> Détails de la tâche
Réécrivez ces lignes en substituant « most central » à « innermost » partout dans les données, sans rien modifier d'autre.

> Données disponibles
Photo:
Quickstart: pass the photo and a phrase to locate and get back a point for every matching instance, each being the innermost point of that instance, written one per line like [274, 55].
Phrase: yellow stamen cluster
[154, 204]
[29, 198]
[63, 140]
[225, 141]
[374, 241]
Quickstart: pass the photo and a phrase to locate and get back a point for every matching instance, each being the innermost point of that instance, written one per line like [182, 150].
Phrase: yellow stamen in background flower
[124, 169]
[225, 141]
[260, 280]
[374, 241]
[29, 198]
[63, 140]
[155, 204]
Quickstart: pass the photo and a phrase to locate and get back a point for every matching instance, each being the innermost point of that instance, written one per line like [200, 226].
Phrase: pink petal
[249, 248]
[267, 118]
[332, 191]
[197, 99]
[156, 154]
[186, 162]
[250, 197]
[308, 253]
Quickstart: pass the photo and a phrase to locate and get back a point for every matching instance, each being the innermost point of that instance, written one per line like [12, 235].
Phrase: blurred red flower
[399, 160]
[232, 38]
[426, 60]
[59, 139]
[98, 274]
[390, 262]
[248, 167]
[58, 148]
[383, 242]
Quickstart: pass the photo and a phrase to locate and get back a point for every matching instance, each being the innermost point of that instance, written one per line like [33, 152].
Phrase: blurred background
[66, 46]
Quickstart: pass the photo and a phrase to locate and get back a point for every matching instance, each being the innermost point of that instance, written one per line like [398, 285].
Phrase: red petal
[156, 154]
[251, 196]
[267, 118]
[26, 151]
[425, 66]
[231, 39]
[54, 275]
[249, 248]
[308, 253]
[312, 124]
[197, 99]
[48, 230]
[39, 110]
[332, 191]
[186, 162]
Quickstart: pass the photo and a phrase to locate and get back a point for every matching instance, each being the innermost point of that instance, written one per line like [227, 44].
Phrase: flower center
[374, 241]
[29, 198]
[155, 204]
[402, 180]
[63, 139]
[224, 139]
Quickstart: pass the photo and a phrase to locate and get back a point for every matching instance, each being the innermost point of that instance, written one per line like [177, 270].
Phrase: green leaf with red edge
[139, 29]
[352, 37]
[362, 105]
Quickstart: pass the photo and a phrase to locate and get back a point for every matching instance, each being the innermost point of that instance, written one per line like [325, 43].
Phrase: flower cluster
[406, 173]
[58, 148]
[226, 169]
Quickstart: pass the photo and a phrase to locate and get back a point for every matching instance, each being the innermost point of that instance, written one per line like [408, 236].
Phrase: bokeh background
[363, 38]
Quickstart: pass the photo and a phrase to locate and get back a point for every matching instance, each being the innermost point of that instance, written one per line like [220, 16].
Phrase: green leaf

> Corrigé
Photo:
Quickstart: pass the photo and a phrase to locate and get back a point for every matching instance, each being the most central point of that instance, written one per line like [274, 55].
Phrase: yellow stamen cluster
[154, 204]
[29, 198]
[63, 140]
[225, 141]
[374, 241]
Quickstart: pass the photo and a phrase to locate and get back a point for every matching instance, each being the most central point of that instance, written one per line like [182, 150].
Phrase: yellow stamen in background flower
[124, 169]
[225, 141]
[260, 280]
[374, 241]
[29, 198]
[63, 140]
[155, 204]
Quickstart: pass the photo and a phrase to locate and get back a point for every matching instance, each being the most central point of that instance, written one per line like [200, 226].
Phrase: pink petal
[249, 248]
[267, 118]
[332, 191]
[197, 99]
[156, 154]
[186, 162]
[250, 197]
[308, 253]
Quickstart: pass the photo and a phrase to locate and get back a point for every matching instance, each being the most central point of that instance, written one per line like [12, 235].
Phrase: blurred red flower
[399, 160]
[232, 38]
[426, 60]
[59, 139]
[98, 274]
[390, 262]
[248, 167]
[58, 148]
[383, 242]
Quickstart: pass the photo and a phrase to locate and get back a point for every matching instance, each being the most central point of that instance, written one per line like [33, 152].
Phrase: blurred background
[66, 46]
Quickstart: pass the photo and a phrase to locate and get back a point for every matching instance, each being the most central point of that instance, written one per line like [398, 285].
Phrase: red petal
[156, 154]
[251, 196]
[267, 118]
[26, 151]
[425, 66]
[231, 39]
[54, 275]
[249, 248]
[308, 253]
[312, 124]
[197, 99]
[48, 230]
[39, 110]
[332, 191]
[186, 162]
Quickstart: pass the photo and a phrase to locate and get back a point for every matching instance, each being the most central point of that instance, written one per line like [227, 44].
Phrase: flower center
[374, 241]
[29, 198]
[155, 204]
[402, 180]
[63, 139]
[224, 139]
Quickstart: pass the photo and a phrase to locate and get back a point for every matching instance, each being the most central point of that instance, written one per line like [177, 270].
Phrase: green leaf with red edge
[139, 29]
[352, 37]
[362, 105]
Quickstart: pass the photo and a phrase to locate and get back a point for every matching instance, each being the most central point of that instance, written one per line like [325, 43].
Phrase: flower cluster
[406, 173]
[58, 148]
[226, 169]
Quickstart: pass the photo and a phrase to locate and get back a point for every matching instance, each being the most central point of that instance, written one per line like [408, 236].
Phrase: bokeh background
[363, 38]
Quickstart: pass the photo and a phrase to locate and get back a point for every matching instance, each being the most central point of that instance, written one per line like [220, 16].
Phrase: green leaf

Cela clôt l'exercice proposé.